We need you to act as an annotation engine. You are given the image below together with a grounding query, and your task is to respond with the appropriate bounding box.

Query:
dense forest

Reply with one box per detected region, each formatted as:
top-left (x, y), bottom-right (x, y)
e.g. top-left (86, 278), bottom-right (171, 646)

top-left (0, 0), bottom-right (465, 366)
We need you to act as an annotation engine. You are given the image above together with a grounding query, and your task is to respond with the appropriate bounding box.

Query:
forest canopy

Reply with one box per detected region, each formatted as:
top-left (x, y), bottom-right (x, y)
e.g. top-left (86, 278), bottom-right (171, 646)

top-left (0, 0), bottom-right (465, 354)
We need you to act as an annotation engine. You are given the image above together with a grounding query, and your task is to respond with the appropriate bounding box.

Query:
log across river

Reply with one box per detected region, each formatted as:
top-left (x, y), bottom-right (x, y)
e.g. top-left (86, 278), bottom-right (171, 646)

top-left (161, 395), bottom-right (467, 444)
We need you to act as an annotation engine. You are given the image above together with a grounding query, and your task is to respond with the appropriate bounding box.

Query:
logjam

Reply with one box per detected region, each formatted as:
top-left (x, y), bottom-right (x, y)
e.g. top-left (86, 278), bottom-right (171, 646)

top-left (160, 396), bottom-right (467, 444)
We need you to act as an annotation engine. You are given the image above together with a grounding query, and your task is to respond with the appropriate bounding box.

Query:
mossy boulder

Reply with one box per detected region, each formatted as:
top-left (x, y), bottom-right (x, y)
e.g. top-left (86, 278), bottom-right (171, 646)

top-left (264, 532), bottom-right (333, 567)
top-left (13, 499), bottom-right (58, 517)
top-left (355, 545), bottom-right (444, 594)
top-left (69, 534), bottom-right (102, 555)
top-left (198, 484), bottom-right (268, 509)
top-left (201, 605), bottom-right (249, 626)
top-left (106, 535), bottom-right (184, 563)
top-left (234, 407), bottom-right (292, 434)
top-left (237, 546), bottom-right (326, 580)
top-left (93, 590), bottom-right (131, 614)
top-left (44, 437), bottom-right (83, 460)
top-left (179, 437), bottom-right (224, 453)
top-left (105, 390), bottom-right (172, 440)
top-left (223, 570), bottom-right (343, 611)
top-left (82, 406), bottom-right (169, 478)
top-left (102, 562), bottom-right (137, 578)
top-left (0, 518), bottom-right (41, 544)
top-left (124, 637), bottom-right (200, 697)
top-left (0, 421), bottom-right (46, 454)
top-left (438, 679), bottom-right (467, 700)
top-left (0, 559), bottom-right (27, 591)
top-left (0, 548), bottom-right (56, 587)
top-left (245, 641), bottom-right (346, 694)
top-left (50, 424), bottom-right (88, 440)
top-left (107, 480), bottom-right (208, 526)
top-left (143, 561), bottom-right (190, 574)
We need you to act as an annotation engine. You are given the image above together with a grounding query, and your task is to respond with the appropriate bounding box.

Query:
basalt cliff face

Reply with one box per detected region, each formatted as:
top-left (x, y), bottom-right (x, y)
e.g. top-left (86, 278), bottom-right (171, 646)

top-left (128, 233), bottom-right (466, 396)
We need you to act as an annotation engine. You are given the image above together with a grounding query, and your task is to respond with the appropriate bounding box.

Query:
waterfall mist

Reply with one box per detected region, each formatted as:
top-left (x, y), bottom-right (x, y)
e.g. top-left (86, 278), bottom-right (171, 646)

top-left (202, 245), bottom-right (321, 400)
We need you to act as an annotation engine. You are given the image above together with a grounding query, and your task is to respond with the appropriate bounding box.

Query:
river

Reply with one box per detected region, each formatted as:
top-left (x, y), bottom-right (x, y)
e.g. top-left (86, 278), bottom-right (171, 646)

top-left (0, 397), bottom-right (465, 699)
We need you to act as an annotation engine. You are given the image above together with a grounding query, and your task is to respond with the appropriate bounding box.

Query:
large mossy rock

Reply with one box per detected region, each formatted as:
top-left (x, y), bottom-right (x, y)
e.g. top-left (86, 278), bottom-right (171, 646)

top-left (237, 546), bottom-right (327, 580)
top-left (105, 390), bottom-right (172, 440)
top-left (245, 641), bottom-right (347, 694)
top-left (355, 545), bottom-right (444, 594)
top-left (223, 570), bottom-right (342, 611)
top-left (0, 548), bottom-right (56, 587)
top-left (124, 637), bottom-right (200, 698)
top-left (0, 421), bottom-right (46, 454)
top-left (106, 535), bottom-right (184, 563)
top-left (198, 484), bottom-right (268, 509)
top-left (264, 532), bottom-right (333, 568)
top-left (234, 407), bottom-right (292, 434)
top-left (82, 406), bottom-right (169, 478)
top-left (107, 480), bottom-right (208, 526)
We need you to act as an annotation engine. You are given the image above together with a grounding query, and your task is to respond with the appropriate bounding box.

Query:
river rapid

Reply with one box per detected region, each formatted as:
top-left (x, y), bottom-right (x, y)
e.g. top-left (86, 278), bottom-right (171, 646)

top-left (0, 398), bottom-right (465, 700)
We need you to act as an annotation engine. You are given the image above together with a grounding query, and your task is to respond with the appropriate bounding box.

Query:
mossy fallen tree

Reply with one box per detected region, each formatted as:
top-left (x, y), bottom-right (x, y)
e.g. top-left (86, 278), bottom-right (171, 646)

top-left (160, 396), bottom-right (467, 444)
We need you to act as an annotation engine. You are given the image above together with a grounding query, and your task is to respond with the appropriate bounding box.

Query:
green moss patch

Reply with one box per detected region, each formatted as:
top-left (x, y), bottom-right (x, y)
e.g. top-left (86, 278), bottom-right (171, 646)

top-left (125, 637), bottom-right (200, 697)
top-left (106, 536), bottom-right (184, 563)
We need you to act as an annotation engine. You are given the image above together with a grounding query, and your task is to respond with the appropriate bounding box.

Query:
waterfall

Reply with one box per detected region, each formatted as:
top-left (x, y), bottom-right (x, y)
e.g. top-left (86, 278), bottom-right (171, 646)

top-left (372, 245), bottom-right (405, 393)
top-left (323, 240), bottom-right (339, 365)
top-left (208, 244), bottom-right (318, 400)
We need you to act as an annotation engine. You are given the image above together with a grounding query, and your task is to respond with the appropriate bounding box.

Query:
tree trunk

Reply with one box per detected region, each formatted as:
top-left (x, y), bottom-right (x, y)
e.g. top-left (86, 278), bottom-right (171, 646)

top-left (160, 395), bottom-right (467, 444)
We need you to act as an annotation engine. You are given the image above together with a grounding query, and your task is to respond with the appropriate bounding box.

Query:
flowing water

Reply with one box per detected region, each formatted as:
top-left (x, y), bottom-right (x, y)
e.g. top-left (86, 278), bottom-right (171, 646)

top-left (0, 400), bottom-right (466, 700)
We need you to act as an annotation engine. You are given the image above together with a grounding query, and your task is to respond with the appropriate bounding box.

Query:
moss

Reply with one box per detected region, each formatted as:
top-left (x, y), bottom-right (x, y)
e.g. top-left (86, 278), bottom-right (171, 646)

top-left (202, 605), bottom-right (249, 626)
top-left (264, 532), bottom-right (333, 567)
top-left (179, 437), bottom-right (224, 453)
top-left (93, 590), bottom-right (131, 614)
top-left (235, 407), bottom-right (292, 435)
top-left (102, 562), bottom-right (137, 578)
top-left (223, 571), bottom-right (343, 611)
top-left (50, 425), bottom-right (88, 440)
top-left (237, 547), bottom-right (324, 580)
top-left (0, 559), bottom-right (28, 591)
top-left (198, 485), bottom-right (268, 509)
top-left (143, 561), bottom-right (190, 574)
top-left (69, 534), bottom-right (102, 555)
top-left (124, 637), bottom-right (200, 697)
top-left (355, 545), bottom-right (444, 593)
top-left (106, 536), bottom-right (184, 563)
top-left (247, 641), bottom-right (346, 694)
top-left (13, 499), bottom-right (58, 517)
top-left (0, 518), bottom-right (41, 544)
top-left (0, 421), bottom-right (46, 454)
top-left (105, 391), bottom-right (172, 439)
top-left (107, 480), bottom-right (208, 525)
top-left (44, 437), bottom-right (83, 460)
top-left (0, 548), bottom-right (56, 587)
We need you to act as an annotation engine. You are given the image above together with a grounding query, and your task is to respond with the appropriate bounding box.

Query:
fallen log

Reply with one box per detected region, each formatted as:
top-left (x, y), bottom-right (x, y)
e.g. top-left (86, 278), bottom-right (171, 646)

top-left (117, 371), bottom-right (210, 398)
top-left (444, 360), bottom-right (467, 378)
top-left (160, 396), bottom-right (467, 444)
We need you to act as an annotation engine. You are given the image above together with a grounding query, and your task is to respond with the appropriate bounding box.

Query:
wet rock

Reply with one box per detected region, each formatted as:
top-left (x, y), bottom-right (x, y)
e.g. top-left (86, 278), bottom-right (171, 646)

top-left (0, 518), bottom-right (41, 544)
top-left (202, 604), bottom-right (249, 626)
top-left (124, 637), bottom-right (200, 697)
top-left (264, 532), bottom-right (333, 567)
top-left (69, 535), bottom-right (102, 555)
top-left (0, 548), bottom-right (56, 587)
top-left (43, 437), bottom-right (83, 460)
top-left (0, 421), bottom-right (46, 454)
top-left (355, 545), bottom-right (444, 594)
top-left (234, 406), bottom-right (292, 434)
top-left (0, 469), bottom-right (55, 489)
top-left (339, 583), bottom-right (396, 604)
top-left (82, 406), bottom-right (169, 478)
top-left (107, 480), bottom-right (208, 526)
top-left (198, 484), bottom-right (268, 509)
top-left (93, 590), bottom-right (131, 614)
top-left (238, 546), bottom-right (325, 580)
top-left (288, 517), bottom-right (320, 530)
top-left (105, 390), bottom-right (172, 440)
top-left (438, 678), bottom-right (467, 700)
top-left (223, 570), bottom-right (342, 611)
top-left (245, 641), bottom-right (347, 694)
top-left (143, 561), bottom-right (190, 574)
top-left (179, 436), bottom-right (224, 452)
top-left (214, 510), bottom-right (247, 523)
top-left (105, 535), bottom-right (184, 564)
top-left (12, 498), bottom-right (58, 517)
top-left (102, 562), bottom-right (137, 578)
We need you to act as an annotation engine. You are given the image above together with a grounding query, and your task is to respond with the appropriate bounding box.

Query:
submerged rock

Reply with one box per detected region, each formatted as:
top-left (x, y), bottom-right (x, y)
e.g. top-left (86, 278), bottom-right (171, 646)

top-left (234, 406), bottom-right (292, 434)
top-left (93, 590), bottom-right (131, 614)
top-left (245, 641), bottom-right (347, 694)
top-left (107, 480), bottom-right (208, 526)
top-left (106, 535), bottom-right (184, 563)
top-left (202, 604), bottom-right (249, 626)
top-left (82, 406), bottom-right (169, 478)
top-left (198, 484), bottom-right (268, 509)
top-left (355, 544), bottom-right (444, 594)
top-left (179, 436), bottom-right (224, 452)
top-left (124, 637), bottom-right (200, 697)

━━━━━━━━━━

About this task >> Whenever the word "rock" shows up in a line of the entries, list that line.

Response to this task >>
large mossy rock
wet rock
submerged rock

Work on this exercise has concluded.